> _SUPPLIED PASSAGE_:
+ + + + + + +

Updated to match(es) played on 27 April 2019. Source: KKÍ

===Semifinals===

| Team 1 | Series | Team 2 | Game 1 | Game 2 | Game 3 | Game 4 | Game 5 |
|---|---|---|---|---|---|---|---|
| Valur | 3–1 | KR | 70–61 | 84–77 | 85–87 | 84–81 | 0 |
| Keflavík | 3–2 | Stjarnan | 70–78 | 62–64 | 91–67 | 83–73 | 85–69 |

===Final===

| Team 1 | Series | Team 2 | Game 1 | Game 2 | Game 3 | Game 4 | Game 5 |
|---|---|---|---|---|---|---|---|
| Valur | 3–0 | Keflavík | 75–63 | 100–96 | 87–64 | 0 | 0 |

==Notable occurrences==
- On June 16, reigning Úrvalsdeild Domestic Player of the Year Helena Sverrisdóttir left Haukar and signed with Ceglédi EKK of the Hungarian Nemzeti Bajnokság I/A.
- On June 25, reigning Úrvalsdeild Foreign Player of the Year Danielle Rodriguez resigned with Stjarnan.
- On June 30, Haukar signed former Úrvalsdeild Foreign Player of the Year Lele Hardy.
- On August 14, Breiðablik signed former WNBA player Kelly Faris.
- On September 5, Stjarnan signed Argentinian national team player Florencia Palacios who spent the previous season in the Swedish Basketligan dam.

+ + + + + + +

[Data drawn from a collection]
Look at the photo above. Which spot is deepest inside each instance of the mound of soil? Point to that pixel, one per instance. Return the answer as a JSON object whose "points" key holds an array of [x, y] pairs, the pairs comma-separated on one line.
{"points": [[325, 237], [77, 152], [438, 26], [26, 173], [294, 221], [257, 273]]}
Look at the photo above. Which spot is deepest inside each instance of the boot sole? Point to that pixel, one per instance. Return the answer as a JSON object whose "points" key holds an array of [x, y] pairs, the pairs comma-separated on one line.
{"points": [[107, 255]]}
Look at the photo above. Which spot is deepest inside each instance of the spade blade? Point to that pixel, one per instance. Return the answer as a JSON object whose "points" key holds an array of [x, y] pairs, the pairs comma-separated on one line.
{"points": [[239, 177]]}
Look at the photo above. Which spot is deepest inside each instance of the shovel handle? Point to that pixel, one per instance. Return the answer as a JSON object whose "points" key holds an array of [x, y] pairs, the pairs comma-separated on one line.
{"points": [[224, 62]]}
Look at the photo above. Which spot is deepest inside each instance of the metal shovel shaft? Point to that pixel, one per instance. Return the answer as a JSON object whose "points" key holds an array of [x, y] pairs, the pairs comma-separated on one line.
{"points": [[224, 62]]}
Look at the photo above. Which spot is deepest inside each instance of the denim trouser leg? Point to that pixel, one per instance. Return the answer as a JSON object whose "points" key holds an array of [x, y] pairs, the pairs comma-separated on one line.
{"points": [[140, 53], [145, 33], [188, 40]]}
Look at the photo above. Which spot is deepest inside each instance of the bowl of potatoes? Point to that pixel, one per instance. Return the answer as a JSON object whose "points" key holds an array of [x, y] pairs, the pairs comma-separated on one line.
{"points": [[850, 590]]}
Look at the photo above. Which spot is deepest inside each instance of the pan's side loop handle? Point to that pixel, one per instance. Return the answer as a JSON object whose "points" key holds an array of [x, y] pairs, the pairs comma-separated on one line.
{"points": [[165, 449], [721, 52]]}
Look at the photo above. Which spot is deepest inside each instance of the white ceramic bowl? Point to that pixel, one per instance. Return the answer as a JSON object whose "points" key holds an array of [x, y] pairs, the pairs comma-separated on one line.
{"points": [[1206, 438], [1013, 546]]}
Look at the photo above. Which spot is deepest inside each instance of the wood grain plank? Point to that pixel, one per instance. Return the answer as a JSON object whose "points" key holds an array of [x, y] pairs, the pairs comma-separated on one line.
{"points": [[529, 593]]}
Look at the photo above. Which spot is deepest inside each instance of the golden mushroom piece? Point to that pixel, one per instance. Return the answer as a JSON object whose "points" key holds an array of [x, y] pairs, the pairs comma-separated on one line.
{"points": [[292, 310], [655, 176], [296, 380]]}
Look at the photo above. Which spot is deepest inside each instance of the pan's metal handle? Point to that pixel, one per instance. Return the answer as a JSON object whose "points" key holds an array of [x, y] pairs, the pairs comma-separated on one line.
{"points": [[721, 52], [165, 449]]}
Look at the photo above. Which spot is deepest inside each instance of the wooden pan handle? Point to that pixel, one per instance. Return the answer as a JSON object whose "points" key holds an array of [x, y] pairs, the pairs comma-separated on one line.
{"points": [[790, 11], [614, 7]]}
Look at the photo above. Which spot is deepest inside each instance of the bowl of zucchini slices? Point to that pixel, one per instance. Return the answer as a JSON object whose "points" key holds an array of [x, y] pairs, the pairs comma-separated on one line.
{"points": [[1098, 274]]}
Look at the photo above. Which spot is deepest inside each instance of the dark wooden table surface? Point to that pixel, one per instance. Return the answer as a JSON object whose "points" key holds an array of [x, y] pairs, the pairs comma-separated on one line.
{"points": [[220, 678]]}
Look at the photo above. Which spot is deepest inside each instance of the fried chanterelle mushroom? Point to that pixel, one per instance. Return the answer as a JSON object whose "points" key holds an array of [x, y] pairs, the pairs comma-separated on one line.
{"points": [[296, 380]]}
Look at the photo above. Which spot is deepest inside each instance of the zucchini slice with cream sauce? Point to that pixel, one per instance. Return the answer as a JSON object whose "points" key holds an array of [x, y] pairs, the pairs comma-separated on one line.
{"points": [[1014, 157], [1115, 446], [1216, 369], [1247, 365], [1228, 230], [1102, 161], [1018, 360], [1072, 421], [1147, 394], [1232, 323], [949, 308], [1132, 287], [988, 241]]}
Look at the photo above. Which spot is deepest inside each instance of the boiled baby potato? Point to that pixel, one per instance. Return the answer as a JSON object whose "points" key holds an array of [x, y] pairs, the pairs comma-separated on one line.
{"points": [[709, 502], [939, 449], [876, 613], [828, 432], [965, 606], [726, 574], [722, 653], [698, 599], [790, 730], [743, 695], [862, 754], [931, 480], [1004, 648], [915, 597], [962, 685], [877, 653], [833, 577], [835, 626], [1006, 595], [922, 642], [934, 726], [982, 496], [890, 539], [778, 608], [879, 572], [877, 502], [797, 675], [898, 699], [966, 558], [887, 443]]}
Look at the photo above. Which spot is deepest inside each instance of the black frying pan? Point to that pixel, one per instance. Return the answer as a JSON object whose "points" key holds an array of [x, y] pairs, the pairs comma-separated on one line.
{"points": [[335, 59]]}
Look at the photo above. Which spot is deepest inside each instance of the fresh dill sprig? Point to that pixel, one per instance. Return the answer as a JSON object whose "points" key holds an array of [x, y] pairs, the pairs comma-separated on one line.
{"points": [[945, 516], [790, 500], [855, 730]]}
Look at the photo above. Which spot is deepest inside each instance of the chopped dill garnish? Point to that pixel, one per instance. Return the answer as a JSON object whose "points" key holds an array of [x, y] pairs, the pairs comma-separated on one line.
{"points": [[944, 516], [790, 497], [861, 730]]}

+ + + + + + +

> _WORK TO COMPLETE_:
Reproduce the section of the basketball season text above that opens with the words containing "- On June 30, Haukar" and closes with "Swedish Basketligan dam.".

> _COMPLETE ANSWER_:
- On June 30, Haukar signed former Úrvalsdeild Foreign Player of the Year Lele Hardy.
- On August 14, Breiðablik signed former WNBA player Kelly Faris.
- On September 5, Stjarnan signed Argentinian national team player Florencia Palacios who spent the previous season in the Swedish Basketligan dam.